» Required tasks:
**A)** From the article about the lottery-funded charity, pull out everything from "On its Facebook" down to "about 10 staff.".
**B)** In the article about the lottery-funded charity, what year did Rachel Lapierre set up her modelling school?

Lottery Winnings Used To Do Good!

Rachel Lapierre, a former Miss Quebec, set up a charity with her lottery winnings back in 2013.

The Canadian always loved volunteering, and after running her own modelling agency and working as a nurse, she was looking for a way to follow her idol, Mother Theresa, and dedicate her life to charity.

Then fate came knocking when she won a lifetime salary of C$1,000 (£605) a week in the Quebecois lottery “Gagnant à vie”, or “winner for life”.

At first I couldn’t believe it, but I didn’t celebrate or shout it from the rooftop because I had made a promise to the universe and I was determined to keep it.

“I wanted to do something I loved for the rest of my life. I wanted to help others,” she says.

It took Ms Lapierre only two months to quit her nursing job and launch her own charity, Le Book Humanitaire.

Her non-profit organisation, which is located in Saint-Jerome, about 60km north-west of Montreal, uses social media to connect those in need with people who can help.

On its Facebook page, which has 22,000 followers, those who are struggling can let the community know about their plight.

At the same time, members of the public can advertise services or goods they want to donate.

“Let’s say that you have clothes to give away. We will put you in contact with a family that needs those clothes and will allow you to go give them yourself,” Ms Lapierre explains.

“It’s not only about material things. You might end up driving a cancer patient to a doctor’s appointment.”

Her modelling career inspired her to set up her own modelling school in 1984, to teach young women how to build careers in the industry. It had about 10 staff.

“Running my own business taught me about accounting and how to manage employees,” Ms Lapierre says.

She closed the business in the late 1980s to focus on bringing up her four children but also dedicated herself to voluntary work – making numerous trips with humanitarian organisations to places like India and Haiti.

It was this passion that led her to set up Le Book Humanitaire four years ago.

This year, the charity has made 15,000 “direct actions” in Quebec, ranging from furnishing an apartment for a family of Syrian refugees, to finding a home for a homeless mother who had just given birth.

She has also funded the organisation – which has 10 full-time volunteers and its own board – entirely by herself, investing $70,000 to date.

“This weekly C$1,000 I get from the lottery allows me to not go to work anymore and finance my organisation,” she says.

“I pay for things such as our office rent and other administrative costs.”

There are limits to Ms Lapierre’s budget, though. After she was interviewed by a popular Quebecois television station earlier this year, Le Book Humanitaire saw a huge increase in its Facebook followers, from around 4,000 to more than 20,000.

It led to an influx of requests for help, as well as donations, and the charity has struggled to keep up.

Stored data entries
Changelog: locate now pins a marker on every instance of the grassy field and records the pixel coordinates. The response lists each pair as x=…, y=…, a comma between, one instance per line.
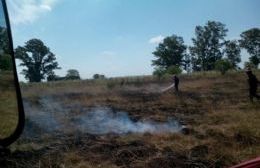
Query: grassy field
x=8, y=104
x=222, y=127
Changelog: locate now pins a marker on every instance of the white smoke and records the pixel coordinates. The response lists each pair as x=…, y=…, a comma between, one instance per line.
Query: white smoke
x=50, y=116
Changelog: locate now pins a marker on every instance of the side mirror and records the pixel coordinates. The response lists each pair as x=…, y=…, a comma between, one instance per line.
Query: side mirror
x=11, y=108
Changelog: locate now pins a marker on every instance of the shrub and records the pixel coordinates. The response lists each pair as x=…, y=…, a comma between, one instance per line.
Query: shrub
x=223, y=65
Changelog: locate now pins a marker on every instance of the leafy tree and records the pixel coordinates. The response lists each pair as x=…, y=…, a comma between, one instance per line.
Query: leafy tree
x=73, y=74
x=250, y=40
x=207, y=45
x=232, y=51
x=52, y=77
x=38, y=60
x=6, y=62
x=4, y=41
x=98, y=76
x=223, y=65
x=170, y=52
x=159, y=72
x=174, y=70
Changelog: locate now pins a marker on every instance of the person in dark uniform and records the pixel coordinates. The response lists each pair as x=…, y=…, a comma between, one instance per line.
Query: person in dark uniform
x=253, y=82
x=176, y=83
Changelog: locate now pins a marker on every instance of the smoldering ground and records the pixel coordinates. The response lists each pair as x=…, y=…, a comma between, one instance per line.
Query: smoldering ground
x=51, y=115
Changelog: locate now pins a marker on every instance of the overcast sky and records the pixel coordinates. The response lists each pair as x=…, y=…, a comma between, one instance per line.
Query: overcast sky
x=117, y=37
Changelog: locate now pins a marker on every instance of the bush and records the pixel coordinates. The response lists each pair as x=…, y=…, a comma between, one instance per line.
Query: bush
x=160, y=72
x=223, y=65
x=6, y=62
x=98, y=76
x=174, y=70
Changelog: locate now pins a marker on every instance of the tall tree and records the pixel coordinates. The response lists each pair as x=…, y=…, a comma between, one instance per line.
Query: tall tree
x=38, y=60
x=207, y=45
x=250, y=40
x=6, y=62
x=4, y=42
x=232, y=51
x=170, y=52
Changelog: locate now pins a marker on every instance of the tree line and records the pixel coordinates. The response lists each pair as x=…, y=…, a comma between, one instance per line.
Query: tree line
x=210, y=50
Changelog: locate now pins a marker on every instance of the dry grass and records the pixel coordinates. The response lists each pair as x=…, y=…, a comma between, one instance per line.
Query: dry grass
x=223, y=126
x=8, y=104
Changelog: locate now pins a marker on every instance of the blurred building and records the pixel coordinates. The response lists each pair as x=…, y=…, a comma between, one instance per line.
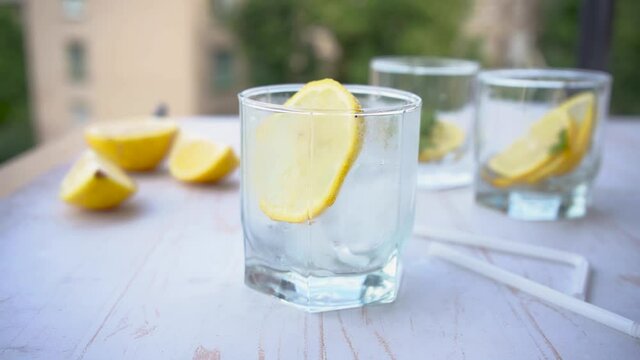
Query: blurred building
x=104, y=59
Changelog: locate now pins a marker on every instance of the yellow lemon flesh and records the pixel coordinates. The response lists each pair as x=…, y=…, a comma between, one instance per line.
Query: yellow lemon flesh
x=446, y=137
x=96, y=183
x=136, y=144
x=301, y=160
x=527, y=160
x=533, y=151
x=201, y=160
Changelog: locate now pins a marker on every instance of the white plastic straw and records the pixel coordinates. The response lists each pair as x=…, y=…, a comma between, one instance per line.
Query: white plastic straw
x=581, y=265
x=545, y=293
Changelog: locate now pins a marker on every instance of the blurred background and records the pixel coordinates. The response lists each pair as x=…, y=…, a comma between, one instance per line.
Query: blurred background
x=65, y=62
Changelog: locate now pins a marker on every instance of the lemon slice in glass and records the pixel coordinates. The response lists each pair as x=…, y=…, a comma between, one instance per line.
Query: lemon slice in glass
x=133, y=144
x=531, y=152
x=300, y=159
x=201, y=160
x=95, y=183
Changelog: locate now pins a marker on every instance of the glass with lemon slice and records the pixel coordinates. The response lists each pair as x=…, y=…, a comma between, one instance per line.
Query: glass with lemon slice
x=328, y=186
x=446, y=88
x=538, y=140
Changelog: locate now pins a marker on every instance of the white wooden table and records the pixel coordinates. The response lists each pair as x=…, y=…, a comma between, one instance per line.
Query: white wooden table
x=162, y=277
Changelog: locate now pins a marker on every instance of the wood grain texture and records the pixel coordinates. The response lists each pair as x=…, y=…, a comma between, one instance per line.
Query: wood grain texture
x=162, y=278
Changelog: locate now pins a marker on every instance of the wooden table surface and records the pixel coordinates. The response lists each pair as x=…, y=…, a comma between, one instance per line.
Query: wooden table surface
x=162, y=277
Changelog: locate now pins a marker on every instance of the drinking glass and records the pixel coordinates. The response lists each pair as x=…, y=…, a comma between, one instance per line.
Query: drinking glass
x=348, y=255
x=539, y=139
x=446, y=88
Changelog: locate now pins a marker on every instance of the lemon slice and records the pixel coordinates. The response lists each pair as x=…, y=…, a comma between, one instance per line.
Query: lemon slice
x=531, y=152
x=300, y=160
x=445, y=138
x=95, y=183
x=136, y=144
x=201, y=160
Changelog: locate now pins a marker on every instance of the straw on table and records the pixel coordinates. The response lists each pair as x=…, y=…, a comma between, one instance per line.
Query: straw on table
x=545, y=293
x=580, y=264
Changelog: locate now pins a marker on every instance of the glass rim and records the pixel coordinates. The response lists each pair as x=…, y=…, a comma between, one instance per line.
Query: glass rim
x=554, y=78
x=410, y=101
x=424, y=65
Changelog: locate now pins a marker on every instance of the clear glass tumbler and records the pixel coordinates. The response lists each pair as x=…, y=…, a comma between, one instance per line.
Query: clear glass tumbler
x=538, y=140
x=446, y=89
x=348, y=254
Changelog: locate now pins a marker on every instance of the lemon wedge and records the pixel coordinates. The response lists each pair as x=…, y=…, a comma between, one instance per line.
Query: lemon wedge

» Answers to each task:
**A)**
On its Facebook page, which has 22,000 followers, those who are struggling can let the community know about their plight.

At the same time, members of the public can advertise services or goods they want to donate.

“Let’s say that you have clothes to give away. We will put you in contact with a family that needs those clothes and will allow you to go give them yourself,” Ms Lapierre explains.

“It’s not only about material things. You might end up driving a cancer patient to a doctor’s appointment.”

Her modelling career inspired her to set up her own modelling school in 1984, to teach young women how to build careers in the industry. It had about 10 staff.

**B)** 1984